Ausgangstext ::
----------
Elektrotechnik - aha!?!
Immer wenn mich Leute fragten, was ich denn eigentlich mache, dann ist mir häufig folgendes
passiert. Es war eigentlich egal, ob sie in meinem Alter, in der Generation meiner Eltern oder sogar
meiner Großeltern waren, denn auf meine Antwort, dass ich Elektrotechnik studiere, kam immer eine
ähnliche Reaktion: Ein nichtssagender Gesichtsausdruck und ein erstauntes "Aha". Die meisten
konnten sich nicht vorstellen, was ein Elektrotechnikstudium überhaupt ausmacht und was ein
Diplom-Ingenieur überhaupt macht. So ging es mir vor ein paar Jahren auch noch, und ich kann mir
vorstellen, dass es vielen von euch genauso geht. Deshalb möchte ich an dieser Stelle mein Studium
bzw. meinen Beruf ein wenig vorstellen.
Im Frühjahr 1996 habe ich mein Abitur am Goethe-Gymnasium gemacht, und erst kurz vorher war bei
mir die Entscheidung gefallen, Elektrotechnik zu studieren. Damals dachte ich, dass ich eine
Vorstellung davon hätte, was es denn in der Elektrotechnik alles zu entwickeln und zu forschen gibt.
Heute weiss ich, dass ich keine Ahnung hatte.
----------
Bereitgestellte Daten ::
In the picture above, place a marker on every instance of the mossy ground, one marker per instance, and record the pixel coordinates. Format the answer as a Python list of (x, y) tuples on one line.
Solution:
----------
Arbeitsanweisungen ::
a) An welcher Schule hat die erzählende Person laut Ausgangstext ihr Abitur gemacht?
b) Ändere im Ausgangstext alles von „Im Frühjahr 1996“ bis hinunter zu „zu forschen gibt.“, indem du „Goethe-Gymnasium“ durch „Schiller-Gymnasium“ ersetzt.

Lösungen ::
a) Am Goethe-Gymnasium.

b)
Im Frühjahr 1996 habe ich mein Abitur am Schiller-Gymnasium gemacht, und erst kurz vorher war bei
mir die Entscheidung gefallen, Elektrotechnik zu studieren. Damals dachte ich, dass ich eine
Vorstellung davon hätte, was es denn in der Elektrotechnik alles zu entwickeln und zu forschen gibt.